Problem to work on - Reproduce the entries exactly.

Extracted records -
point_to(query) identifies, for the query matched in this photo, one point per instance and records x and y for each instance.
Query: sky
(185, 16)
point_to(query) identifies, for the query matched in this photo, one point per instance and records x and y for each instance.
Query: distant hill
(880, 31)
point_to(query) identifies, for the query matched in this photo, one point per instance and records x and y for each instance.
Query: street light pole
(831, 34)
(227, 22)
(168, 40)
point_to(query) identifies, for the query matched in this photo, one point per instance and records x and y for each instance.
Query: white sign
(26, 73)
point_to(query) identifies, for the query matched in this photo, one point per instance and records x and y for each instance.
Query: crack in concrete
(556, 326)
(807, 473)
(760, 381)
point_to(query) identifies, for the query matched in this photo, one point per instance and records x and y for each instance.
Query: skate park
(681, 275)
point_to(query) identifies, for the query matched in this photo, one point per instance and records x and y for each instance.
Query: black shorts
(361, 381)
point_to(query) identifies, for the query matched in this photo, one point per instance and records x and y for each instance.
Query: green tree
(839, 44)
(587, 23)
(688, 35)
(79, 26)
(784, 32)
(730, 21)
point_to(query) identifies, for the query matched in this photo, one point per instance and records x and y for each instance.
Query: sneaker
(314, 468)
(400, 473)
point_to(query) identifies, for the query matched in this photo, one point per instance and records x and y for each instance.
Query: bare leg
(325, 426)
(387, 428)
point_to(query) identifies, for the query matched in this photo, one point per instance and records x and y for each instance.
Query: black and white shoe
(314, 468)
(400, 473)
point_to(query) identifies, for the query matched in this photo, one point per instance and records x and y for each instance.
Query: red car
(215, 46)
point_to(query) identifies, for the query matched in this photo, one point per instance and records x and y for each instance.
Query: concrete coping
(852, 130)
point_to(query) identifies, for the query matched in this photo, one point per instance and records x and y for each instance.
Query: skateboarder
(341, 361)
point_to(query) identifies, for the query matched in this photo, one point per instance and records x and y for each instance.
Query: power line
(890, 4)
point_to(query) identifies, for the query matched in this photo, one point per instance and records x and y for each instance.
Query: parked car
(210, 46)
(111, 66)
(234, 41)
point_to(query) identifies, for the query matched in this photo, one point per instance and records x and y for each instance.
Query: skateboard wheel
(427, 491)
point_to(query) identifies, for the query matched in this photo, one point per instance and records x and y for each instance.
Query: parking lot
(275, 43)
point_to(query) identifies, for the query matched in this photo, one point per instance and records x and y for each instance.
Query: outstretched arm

The completed task -
point_to(query) identifies, for the query matched in this photo, one point per instance and records x and y for each instance.
Query: sky
(185, 16)
point_to(query) identifies, for the query matched in this photo, one point per instance and records x and y for each instance.
Query: distant hill
(880, 31)
point_to(query) identifies, for the query matched in this photo, one point per instance and records x and y for each instance.
Query: street light pole
(831, 34)
(227, 22)
(168, 40)
point_to(query) identifies, for the query matched in this photo, one point per instance and records x and y for each instance.
Query: white sign
(26, 73)
point_to(query) identifies, for the query matched in this photo, one point per instance and records x and y for each instance.
Query: crack in concrete
(556, 326)
(807, 473)
(760, 381)
point_to(query) identifies, for the query matched in this photo, one point per instance and records x and y for each instance.
Query: skate park
(681, 275)
point_to(query) identifies, for the query matched in this photo, one point per instance and records x and y for each instance.
Query: black shorts
(361, 381)
point_to(query) identifies, for the query matched in this photo, one point per instance and records x and y for each instance.
Query: green tree
(839, 44)
(587, 23)
(688, 35)
(79, 26)
(784, 32)
(730, 21)
point_to(query) identifies, for the query matched in this photo, one point per instance and records x and y for each instance.
Query: sneaker
(314, 468)
(400, 473)
point_to(query) identifies, for the query matched in this photo, one point per instance and records x and y for each instance.
Query: bare leg
(325, 426)
(387, 428)
point_to(query) identifies, for the query matched in this photo, one point per instance and records x and y for each instance.
Query: black and white shoe
(314, 468)
(400, 473)
point_to(query) identifies, for the query matched in this photo, one point per instance and records x and y for each instance.
Query: red car
(215, 46)
point_to(query) identifies, for the query matched in this photo, one point per instance and records x and y for each instance.
Query: concrete coping
(852, 130)
point_to(query) identifies, for the query matched in this photo, one point per instance and records x and y for each instance.
Query: skateboarder
(341, 361)
point_to(query) identifies, for the query matched in this photo, one point per instance and records x and y for each instance.
Query: power line
(890, 4)
point_to(query) identifies, for the query matched in this photo, one point per instance and records x and y for each instance.
Query: parked car
(210, 46)
(111, 66)
(234, 41)
point_to(query) identifies, for the query matched in this photo, one point per instance and records x and y for each instance.
Query: skateboard wheel
(427, 491)
point_to(query) identifies, for the query matched in this photo, one point per instance and records x and y for each instance.
Query: parking lot
(275, 43)
point_to(query) identifies, for the query matched in this photo, one point per instance and records x and y for each instance.
Query: outstretched arm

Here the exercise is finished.